# Inutile...



## Eliade (19 Luglio 2012)

...ho un brother complex (si scrive così) allucinante....:unhappy:


----------



## Tebe (19 Luglio 2012)

ne vuoi uno dei miei?


----------



## Eliade (19 Luglio 2012)

Tebe;bt4530 ha detto:
			
		

> ne vuoi uno dei miei?


No grazie...uno solo mi basta e avanza pure!! :unhappy:


----------



## Tebe (19 Luglio 2012)

Questo è il gel d'aloe dai negozi tutto un euro con un inci assolutamente perfetto, meglio di quelli comprati in farnacia o in erboristeria che hanno un sacco di conservanti.
Questo è davvero il top ad un prezzo irrisorio


----------



## Tebe (19 Luglio 2012)

Dimenticavo...il resto della linea di questa marca è da lasciare dov'è. Pieni di paraffina.


----------



## Eliade (20 Luglio 2012)

tebe, devo vedere se un ex 85 cent ha continuato a prendere prodotti non noti, anche se è diventato più una via di mezzo tra un negozio di oggettistica e una cioccolateria. 
Altrimenti il più vicino è a sapri, a circa 200km da me..................
Mi sa che è più facile che trovi l'equilibria....sta marca non ha nemmeno un sito!

L'ho trovato su ebay, ma per 3 € circa di prodotto, mi chiede oltre 6 € di spedizione!


----------
• • •
- Consegna
Cita testualmente, dalla discussione del forum, il tratto che va da "Questo è davvero" fino a "Pieni di paraffina.". Per questo lavoro i record non servono.

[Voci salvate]
• • •
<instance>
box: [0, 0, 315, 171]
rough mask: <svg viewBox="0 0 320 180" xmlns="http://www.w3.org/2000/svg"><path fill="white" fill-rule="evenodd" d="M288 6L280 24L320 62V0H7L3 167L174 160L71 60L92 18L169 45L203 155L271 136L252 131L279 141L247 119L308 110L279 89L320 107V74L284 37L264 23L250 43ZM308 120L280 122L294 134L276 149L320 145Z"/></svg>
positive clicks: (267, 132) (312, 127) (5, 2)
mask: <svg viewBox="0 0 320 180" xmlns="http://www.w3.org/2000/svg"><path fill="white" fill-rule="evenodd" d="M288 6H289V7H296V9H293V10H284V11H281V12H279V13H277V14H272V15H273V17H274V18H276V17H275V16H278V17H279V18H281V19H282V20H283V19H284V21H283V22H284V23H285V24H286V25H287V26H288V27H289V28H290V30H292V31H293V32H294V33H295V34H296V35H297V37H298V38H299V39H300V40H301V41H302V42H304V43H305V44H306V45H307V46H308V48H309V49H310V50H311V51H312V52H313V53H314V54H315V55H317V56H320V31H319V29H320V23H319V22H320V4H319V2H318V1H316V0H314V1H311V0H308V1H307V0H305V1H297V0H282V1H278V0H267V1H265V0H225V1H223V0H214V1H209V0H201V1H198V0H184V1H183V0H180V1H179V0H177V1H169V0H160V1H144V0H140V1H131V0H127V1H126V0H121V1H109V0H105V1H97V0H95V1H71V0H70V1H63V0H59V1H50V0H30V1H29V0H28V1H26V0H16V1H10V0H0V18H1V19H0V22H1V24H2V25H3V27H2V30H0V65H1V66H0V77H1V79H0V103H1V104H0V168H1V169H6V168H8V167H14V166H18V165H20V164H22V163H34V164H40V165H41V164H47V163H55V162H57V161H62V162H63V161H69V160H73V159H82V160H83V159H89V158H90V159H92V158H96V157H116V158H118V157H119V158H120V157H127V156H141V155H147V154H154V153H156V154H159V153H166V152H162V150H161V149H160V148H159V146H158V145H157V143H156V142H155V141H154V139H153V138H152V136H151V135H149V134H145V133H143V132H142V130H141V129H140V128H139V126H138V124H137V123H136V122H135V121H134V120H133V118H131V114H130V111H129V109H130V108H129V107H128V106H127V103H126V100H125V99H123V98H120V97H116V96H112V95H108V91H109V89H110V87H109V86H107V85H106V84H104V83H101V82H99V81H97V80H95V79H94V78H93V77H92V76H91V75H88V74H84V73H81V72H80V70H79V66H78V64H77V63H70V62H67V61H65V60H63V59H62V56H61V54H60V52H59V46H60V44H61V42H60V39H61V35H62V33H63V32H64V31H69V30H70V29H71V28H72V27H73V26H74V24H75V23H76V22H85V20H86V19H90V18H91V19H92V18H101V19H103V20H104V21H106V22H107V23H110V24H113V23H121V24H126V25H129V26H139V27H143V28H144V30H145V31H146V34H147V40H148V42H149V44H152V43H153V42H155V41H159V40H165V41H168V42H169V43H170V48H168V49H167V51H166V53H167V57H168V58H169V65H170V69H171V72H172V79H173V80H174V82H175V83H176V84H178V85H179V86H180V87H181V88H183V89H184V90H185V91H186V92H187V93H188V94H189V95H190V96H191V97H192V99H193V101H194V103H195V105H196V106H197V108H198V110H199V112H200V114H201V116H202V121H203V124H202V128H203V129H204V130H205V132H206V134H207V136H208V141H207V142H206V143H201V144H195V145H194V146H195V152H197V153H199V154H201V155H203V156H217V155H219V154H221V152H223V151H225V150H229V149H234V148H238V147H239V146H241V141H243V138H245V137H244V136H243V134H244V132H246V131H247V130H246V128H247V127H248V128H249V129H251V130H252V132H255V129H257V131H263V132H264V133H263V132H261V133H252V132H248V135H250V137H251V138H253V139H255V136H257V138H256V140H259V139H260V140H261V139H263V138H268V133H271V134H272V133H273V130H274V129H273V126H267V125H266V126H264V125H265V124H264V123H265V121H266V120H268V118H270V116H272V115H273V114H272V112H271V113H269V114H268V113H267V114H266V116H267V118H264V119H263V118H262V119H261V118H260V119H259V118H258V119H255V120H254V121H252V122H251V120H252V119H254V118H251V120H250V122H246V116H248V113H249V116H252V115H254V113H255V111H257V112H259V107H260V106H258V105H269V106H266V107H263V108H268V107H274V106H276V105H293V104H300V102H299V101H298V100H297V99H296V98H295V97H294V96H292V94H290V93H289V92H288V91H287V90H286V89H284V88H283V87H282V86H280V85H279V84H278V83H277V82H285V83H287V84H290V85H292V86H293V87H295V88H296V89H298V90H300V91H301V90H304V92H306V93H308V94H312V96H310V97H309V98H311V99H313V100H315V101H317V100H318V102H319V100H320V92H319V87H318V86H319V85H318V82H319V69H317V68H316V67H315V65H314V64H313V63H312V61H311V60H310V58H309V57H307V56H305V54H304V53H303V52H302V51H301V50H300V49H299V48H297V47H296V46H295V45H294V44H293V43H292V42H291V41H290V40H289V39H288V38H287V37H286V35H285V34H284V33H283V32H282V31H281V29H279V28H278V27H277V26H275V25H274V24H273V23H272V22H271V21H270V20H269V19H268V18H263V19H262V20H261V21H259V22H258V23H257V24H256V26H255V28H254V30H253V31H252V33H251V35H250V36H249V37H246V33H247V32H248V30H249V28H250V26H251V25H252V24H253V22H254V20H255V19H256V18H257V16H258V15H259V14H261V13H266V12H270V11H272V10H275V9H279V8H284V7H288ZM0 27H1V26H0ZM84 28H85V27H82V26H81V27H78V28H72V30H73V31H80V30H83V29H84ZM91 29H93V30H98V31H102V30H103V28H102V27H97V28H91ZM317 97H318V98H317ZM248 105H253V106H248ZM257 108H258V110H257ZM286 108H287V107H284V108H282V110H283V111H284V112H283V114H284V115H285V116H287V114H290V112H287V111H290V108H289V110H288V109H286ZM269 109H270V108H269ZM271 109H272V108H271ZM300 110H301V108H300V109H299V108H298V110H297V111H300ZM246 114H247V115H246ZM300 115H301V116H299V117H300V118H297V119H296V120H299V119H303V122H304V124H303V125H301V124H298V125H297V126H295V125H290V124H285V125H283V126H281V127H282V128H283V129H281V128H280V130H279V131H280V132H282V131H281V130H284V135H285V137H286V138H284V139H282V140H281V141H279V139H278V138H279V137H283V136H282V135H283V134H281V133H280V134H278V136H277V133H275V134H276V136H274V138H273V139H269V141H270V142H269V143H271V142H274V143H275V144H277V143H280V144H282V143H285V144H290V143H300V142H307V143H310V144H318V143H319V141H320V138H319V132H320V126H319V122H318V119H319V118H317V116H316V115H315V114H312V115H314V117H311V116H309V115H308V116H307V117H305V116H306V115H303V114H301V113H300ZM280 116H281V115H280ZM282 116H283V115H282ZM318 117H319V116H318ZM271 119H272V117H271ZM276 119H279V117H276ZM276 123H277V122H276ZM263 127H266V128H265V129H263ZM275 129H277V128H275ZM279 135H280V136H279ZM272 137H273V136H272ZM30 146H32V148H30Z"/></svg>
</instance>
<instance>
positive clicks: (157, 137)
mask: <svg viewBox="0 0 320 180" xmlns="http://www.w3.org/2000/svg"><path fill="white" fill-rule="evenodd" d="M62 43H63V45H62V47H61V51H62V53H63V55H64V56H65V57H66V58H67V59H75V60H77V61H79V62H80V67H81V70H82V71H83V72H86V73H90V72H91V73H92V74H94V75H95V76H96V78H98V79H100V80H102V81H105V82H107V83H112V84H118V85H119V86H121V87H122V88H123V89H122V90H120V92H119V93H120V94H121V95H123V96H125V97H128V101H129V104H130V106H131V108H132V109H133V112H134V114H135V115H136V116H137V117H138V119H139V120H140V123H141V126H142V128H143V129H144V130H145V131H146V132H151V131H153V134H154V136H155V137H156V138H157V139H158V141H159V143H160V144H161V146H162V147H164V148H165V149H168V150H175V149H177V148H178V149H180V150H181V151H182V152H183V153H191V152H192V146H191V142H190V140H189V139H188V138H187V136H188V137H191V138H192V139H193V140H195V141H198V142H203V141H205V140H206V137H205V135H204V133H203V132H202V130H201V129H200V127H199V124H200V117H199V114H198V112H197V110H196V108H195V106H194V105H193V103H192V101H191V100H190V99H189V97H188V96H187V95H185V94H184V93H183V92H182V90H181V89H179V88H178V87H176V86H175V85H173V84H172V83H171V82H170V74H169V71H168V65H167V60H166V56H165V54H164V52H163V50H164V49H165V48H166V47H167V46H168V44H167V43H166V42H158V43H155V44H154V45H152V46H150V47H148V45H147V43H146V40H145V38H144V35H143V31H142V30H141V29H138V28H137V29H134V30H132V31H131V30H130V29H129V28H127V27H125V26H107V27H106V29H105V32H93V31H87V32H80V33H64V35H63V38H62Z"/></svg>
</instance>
• • •
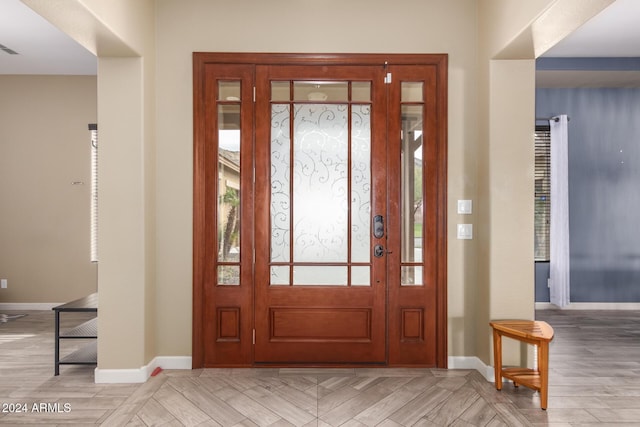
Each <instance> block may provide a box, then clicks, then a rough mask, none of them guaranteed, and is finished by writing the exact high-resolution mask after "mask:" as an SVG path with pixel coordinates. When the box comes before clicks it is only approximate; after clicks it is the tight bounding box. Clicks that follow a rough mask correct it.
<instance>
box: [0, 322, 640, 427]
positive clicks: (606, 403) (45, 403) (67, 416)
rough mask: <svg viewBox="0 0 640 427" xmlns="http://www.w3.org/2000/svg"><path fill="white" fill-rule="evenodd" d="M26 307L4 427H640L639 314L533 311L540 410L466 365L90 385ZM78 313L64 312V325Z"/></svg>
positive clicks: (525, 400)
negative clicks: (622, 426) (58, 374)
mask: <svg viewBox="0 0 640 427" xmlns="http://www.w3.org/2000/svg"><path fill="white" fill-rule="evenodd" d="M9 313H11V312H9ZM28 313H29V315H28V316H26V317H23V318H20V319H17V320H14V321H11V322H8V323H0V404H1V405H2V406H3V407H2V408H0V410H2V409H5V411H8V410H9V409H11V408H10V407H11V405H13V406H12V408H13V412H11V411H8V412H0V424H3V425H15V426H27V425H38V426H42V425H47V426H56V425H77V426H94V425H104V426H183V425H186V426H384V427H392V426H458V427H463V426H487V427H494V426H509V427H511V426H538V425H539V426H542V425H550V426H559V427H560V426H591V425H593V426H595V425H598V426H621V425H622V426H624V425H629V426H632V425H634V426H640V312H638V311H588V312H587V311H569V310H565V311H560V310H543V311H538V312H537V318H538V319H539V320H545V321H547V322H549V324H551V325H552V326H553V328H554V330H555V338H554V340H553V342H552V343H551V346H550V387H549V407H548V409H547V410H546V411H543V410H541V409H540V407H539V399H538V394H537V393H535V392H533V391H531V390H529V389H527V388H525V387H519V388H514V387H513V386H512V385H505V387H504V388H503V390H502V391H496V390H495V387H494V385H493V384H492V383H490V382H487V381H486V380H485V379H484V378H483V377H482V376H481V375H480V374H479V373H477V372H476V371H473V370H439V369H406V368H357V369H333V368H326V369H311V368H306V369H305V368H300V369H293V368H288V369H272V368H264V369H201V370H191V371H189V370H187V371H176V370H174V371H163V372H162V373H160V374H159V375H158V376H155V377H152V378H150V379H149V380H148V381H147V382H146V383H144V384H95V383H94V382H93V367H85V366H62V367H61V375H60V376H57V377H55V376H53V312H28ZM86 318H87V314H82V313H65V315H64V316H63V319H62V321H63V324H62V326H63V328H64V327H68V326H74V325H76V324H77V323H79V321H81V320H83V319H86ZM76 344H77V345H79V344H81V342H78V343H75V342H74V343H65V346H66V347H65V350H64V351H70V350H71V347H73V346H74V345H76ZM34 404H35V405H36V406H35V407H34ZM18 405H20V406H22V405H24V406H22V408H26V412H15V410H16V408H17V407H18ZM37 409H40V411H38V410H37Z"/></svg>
• • •
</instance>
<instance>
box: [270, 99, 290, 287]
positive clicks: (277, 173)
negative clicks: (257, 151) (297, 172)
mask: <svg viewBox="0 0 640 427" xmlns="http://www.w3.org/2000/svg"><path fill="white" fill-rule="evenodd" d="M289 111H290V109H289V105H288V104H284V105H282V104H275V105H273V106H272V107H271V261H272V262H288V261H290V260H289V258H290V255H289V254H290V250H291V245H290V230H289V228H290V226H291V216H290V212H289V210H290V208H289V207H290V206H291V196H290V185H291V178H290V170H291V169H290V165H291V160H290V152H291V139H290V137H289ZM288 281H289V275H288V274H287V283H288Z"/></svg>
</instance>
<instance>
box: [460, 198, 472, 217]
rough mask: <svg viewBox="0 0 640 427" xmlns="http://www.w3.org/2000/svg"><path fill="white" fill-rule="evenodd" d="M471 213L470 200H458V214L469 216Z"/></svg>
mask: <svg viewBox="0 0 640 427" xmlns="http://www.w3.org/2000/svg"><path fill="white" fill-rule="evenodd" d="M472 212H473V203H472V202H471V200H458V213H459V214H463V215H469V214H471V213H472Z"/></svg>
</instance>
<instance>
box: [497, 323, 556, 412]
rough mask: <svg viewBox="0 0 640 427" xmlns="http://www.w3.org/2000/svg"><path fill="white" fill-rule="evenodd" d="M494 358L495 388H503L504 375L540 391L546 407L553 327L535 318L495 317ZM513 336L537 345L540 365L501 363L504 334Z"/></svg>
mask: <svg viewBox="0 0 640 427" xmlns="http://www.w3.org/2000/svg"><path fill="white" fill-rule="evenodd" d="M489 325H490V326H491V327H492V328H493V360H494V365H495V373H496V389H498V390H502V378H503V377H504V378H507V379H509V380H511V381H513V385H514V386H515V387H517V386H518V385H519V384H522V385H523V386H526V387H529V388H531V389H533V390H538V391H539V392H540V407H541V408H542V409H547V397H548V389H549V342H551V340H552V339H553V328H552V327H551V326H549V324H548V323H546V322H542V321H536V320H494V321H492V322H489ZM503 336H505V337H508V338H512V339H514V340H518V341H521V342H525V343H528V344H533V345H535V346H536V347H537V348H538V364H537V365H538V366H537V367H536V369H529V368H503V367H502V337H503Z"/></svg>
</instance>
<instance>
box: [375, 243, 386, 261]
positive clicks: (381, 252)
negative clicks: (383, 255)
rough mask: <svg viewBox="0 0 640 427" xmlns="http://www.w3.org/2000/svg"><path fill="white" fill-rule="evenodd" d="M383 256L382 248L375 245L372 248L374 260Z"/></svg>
• • •
- Risposta definitiva
Questo è davvero il top ad un prezzo irrisorio


----------



## Tebe (19 Luglio 2012)

Dimenticavo...il resto della linea di questa marca è da lasciare dov'è. Pieni di paraffina.